**WHAT YOU NEED TO DO**
Find every line of the records that has "fascia" and return it.

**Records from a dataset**
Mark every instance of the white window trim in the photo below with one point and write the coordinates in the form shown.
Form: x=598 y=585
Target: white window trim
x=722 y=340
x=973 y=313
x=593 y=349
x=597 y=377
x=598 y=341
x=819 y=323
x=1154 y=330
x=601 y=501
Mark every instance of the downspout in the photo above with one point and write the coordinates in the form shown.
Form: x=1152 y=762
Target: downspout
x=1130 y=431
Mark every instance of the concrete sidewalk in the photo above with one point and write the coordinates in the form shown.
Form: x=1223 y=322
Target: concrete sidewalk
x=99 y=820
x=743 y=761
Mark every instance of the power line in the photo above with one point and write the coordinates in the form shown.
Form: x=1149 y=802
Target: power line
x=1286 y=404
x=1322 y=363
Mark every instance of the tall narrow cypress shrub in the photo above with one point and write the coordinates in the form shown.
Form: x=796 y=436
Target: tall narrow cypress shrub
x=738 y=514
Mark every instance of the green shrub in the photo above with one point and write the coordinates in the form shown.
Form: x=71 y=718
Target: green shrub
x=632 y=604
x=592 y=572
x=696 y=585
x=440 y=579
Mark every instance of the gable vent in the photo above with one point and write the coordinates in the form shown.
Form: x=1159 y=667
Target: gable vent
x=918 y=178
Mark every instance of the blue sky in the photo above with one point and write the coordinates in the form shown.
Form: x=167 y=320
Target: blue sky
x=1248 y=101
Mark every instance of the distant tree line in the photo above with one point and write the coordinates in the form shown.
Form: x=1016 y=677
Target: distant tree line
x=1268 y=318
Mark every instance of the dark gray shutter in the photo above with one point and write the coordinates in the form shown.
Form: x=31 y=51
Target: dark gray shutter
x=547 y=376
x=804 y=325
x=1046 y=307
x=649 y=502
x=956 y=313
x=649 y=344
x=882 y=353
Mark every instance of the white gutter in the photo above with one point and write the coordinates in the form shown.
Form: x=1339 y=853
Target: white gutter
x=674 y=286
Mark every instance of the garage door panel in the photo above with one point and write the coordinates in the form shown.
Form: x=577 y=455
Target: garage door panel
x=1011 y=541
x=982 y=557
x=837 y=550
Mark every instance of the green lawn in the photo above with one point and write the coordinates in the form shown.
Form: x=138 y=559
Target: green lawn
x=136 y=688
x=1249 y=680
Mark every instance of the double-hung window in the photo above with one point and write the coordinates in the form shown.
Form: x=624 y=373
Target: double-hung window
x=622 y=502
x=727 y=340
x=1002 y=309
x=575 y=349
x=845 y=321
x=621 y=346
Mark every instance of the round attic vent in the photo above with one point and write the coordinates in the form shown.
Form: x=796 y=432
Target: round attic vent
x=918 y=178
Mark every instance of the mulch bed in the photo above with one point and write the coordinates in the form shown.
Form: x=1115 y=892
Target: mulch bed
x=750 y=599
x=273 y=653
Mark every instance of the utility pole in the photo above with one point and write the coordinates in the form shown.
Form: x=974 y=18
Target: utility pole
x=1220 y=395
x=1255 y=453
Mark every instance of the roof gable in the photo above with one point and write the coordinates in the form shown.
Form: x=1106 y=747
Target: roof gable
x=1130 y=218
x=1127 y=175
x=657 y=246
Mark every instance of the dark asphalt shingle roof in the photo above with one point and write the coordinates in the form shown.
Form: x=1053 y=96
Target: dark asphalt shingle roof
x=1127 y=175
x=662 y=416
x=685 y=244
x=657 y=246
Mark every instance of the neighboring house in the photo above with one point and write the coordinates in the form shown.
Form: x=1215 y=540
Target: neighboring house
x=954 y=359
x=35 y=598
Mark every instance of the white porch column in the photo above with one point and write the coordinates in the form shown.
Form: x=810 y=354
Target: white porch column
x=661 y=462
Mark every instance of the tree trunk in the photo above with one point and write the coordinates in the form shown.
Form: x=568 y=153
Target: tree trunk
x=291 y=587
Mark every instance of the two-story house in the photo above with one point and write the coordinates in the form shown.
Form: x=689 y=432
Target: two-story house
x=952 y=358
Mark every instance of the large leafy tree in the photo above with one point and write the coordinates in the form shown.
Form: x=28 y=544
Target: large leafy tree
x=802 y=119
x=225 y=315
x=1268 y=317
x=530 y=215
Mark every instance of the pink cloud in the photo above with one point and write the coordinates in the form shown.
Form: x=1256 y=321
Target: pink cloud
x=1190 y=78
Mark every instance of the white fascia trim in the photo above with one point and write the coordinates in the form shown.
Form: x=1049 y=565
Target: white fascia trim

**ANSWER TO THIS TASK**
Mark every instance of the white fascia trim in the photo above with one point and write the coordinates in the form shown.
Target: white fascia trim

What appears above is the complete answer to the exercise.